Task brief: Every entry below must be retyped exactly, and the pictures must be left out.

Supplied entries:
────────────────

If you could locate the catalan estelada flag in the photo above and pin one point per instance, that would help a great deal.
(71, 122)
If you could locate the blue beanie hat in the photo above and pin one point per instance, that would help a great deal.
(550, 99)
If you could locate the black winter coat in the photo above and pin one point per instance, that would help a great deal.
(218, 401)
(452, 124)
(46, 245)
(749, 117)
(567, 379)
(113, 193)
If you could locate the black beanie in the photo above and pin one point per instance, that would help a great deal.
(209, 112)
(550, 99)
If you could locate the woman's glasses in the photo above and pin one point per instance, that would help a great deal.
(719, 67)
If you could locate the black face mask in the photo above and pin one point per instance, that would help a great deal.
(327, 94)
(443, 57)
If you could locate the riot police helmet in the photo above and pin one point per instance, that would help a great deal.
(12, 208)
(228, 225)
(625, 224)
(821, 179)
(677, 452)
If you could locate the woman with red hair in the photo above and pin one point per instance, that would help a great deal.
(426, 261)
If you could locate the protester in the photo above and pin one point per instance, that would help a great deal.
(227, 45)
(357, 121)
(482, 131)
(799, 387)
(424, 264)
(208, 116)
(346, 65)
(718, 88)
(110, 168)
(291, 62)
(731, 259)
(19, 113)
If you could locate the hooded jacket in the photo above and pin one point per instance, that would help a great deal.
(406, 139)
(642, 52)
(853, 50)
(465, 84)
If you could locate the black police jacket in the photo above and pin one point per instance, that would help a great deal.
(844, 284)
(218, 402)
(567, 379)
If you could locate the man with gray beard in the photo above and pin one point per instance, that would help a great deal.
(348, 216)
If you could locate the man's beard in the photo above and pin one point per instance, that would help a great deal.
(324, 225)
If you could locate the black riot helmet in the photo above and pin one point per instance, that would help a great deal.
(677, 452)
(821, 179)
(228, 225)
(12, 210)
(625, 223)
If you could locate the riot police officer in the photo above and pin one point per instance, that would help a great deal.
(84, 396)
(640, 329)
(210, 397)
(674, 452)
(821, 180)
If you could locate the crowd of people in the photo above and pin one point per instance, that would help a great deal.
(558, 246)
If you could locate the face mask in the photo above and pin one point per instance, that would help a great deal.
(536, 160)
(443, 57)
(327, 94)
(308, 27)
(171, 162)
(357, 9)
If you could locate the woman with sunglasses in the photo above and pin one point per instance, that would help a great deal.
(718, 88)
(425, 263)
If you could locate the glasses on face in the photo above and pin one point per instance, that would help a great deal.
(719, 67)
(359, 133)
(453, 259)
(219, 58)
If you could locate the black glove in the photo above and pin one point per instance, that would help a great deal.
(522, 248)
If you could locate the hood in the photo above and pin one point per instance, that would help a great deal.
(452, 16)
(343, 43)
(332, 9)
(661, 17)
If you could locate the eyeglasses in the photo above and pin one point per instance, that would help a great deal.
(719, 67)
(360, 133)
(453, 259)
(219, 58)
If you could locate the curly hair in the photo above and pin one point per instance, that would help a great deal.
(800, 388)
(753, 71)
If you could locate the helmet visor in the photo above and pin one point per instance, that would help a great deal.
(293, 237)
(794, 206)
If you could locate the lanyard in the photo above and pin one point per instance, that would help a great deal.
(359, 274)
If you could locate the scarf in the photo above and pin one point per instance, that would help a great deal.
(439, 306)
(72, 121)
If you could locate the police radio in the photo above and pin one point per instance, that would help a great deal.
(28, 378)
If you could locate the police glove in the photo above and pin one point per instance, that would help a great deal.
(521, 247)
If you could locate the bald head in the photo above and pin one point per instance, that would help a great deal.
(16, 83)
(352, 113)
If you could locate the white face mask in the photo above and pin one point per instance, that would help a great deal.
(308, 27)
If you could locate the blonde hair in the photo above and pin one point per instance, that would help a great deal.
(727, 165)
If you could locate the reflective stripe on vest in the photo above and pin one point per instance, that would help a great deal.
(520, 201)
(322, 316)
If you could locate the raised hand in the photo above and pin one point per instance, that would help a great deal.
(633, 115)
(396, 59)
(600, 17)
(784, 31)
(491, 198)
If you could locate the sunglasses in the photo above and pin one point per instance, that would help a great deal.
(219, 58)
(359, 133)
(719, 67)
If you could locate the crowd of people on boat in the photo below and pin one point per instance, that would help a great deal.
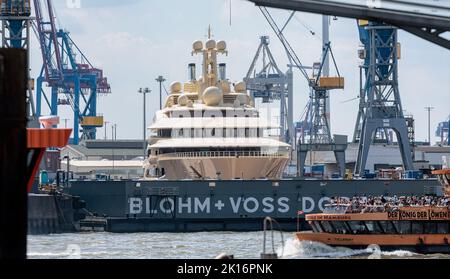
(366, 204)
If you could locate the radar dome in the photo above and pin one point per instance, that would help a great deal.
(221, 45)
(175, 87)
(240, 87)
(212, 96)
(243, 99)
(183, 100)
(197, 45)
(210, 44)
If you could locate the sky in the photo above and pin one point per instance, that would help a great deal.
(135, 41)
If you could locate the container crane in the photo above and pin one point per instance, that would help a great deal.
(380, 108)
(15, 22)
(320, 135)
(75, 79)
(270, 83)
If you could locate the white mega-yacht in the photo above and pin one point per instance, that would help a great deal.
(210, 129)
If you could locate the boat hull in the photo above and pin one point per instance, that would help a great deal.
(202, 205)
(421, 243)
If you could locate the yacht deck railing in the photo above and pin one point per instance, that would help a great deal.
(228, 154)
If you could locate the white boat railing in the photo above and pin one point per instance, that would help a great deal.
(233, 154)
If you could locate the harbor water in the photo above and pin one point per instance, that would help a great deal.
(204, 245)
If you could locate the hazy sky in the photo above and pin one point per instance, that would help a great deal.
(134, 41)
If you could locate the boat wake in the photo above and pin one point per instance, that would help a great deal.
(295, 249)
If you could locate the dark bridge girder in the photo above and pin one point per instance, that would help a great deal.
(428, 27)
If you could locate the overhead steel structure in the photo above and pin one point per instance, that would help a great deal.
(76, 80)
(270, 83)
(443, 132)
(320, 134)
(15, 20)
(429, 21)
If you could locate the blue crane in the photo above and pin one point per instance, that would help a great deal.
(76, 80)
(15, 21)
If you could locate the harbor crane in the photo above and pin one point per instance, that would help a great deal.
(269, 84)
(317, 117)
(68, 73)
(380, 108)
(15, 22)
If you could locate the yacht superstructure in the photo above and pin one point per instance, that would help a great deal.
(209, 128)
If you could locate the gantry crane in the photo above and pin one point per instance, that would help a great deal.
(270, 83)
(320, 135)
(76, 80)
(15, 22)
(380, 108)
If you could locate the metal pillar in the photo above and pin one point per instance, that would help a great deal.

────────────────

Response to the exercise:
If you could locate the catalan estelada flag in the photo above and pin one point per instance, that would help a great deal.
(71, 122)
If you could locate the blue beanie hat in the photo above and pin one point per instance, that would help a great deal.
(550, 99)
If you could locate the black winter coat in the photo above and pin one point per instance, that would help a great deal.
(218, 401)
(452, 124)
(46, 245)
(749, 117)
(567, 379)
(113, 193)
If you could locate the black beanie in the photo above and pin one point per instance, that would help a great deal.
(209, 112)
(550, 99)
If you could locate the woman's glasses in the photo above and pin one point per instance, that would help a great deal.
(719, 67)
If you could locate the black face mask in the photo above and pin one point per instance, that would help a great deal.
(327, 94)
(443, 57)
If you could locate the riot police helmet in the photo above and pin one point per instance, that would help a great deal.
(12, 208)
(228, 225)
(625, 224)
(821, 179)
(677, 452)
If you could locate the woman with red hair in the photo above and pin one point per instance, that would help a great deal.
(426, 261)
If you could locate the protester in the photo above and pin one point per instance, that would help a great deal.
(227, 45)
(357, 121)
(482, 131)
(799, 387)
(424, 264)
(208, 116)
(346, 65)
(718, 88)
(110, 168)
(291, 62)
(731, 259)
(19, 113)
If you could locate the hooded jacket in the photo above and pin one point per instance, that would help a great deal.
(406, 139)
(642, 52)
(853, 50)
(465, 84)
If you could locate the black police jacket in the photo above and pin one point per instance, that would help a great deal.
(844, 284)
(218, 402)
(567, 379)
If you could locate the man with gray beard in the photo above and pin one point per instance, that would help a great deal.
(348, 216)
If you could locate the man's beard in the photo above and pin one point per instance, that would help a great deal.
(324, 225)
If you could locate the black riot helmet in the photo above and pin one point per instance, that would help a great deal.
(677, 452)
(821, 179)
(228, 225)
(12, 210)
(625, 223)
If you could locate the riot police officer in the photo above and pin one point per instance, that would help a great deal.
(84, 396)
(640, 329)
(210, 397)
(674, 452)
(821, 180)
If you could locate the crowd of people in the photo above and pin one point per instance, that would help a great deal.
(558, 246)
If you could locate the face mask in the photo above and pin one point per instance, that would help a great deal.
(536, 160)
(443, 57)
(327, 94)
(308, 27)
(171, 162)
(357, 9)
If you could locate the woman with sunglasses in the photo above and pin one point per instance, that would help a great deal.
(718, 88)
(425, 263)
If you could locate the glasses on face in the photo above and pin one point per instance, that would help a great deal.
(719, 67)
(359, 133)
(453, 259)
(219, 58)
If you could locate the black glove in the photo above and pin one point per instance, that would help a great deal.
(522, 248)
If you could locate the hood in the photo above and pin one point per instance, that would help a great deal.
(452, 16)
(343, 43)
(332, 9)
(661, 17)
If you could locate the eyeglasses in the photo above and pin one point per instance, that would help a great deal.
(719, 67)
(360, 133)
(453, 259)
(219, 58)
If you could locate the curly hair in the photo above and pin one point per instance, that would help a great deal.
(800, 388)
(753, 71)
If you could locate the helmet visor in the photo above and pin one point per instance, that would help a great deal.
(293, 237)
(794, 206)
If you could locate the lanyard in the photo above and pin one point per instance, that would help a great deal.
(359, 274)
If you could locate the scarf in the photo above and pin one point per instance, that would help a great deal.
(439, 306)
(72, 121)
If you could locate the police radio in the photo above and pin one point per instance, that would help a great deal.
(28, 378)
If you could locate the police glove in the photo above and pin one point per instance, that would help a great deal.
(521, 247)
If you could locate the bald head in the photo above and pin one point per instance, that would help a great deal.
(16, 83)
(352, 113)
If you could locate the white face mask in the photo above and pin one point per instance, that would help a great deal.
(308, 27)
If you could locate the blonde hair in the photo above and pin one point per instance, that would help a great deal.
(727, 165)
If you could locate the reflective stripe on vest in the photo above and pin one point per instance, that would help a great deal.
(520, 201)
(322, 316)
If you could locate the raised hand in the photo above and pin one point per instance, that would help a great deal.
(633, 115)
(396, 59)
(600, 17)
(784, 31)
(491, 198)
If you could locate the sunglasses in the photo above and pin one point per instance, that would help a great deal.
(219, 58)
(359, 133)
(719, 67)
If you could locate the crowd of people on boat in the photo below and pin one point per instance, that would help a great deal.
(366, 204)
If you could locate the radar dome in the photo above and pin one point per instance, that would help a great deal.
(221, 45)
(175, 87)
(240, 87)
(212, 96)
(243, 99)
(183, 100)
(197, 45)
(210, 44)
If you could locate the sky in the photo above and pin one point per instance, that would help a great deal.
(135, 41)
If you could locate the container crane in the photo above and pin one point per instance, that would help a great deal.
(380, 108)
(15, 22)
(320, 135)
(75, 79)
(270, 83)
If you could locate the white mega-yacht in the photo above and pin one point per instance, that would help a great deal.
(210, 129)
If you could locate the boat hull in the photo above and pin one point per instance, that would help a great deal.
(202, 205)
(421, 243)
If you could locate the yacht deck railing in the photo above and pin one point per instance, that would help a great deal.
(228, 154)
If you could locate the white boat railing in the photo above and pin one point per instance, that would help a great deal.
(233, 154)
If you could locate the harbor water in the photo above and pin one point per instance, that would help a great deal.
(204, 245)
If you could locate the hazy sky in the photo above and pin one point per instance, that would help a great deal.
(134, 41)
If you could locate the boat wake in the photo above and pin one point per instance, that would help a great deal.
(295, 249)
If you could locate the dark bridge girder in the photo above and pin one point per instance, that would help a great deal.
(428, 27)
If you could locate the overhead steel structure in the photo above and pin one point per instance, that would help a great deal.
(76, 80)
(270, 83)
(443, 132)
(320, 134)
(15, 20)
(429, 21)
If you could locate the blue crane in the photo above and pin one point per instance, that would help a great deal.
(76, 80)
(15, 21)
If you could locate the harbor crane in the photo above and pin one point per instance, that would help a great deal.
(269, 84)
(317, 117)
(68, 73)
(380, 108)
(15, 22)
If you could locate the yacht superstructure in the photo above and pin one point per instance, that would help a great deal.
(209, 128)
If you could locate the gantry crane in the photo above and pin one point per instance, that would help a great deal.
(270, 83)
(320, 135)
(76, 80)
(15, 22)
(380, 108)
If you could locate the metal pillar in the photo above and pin one point per instance, that would help a great deal.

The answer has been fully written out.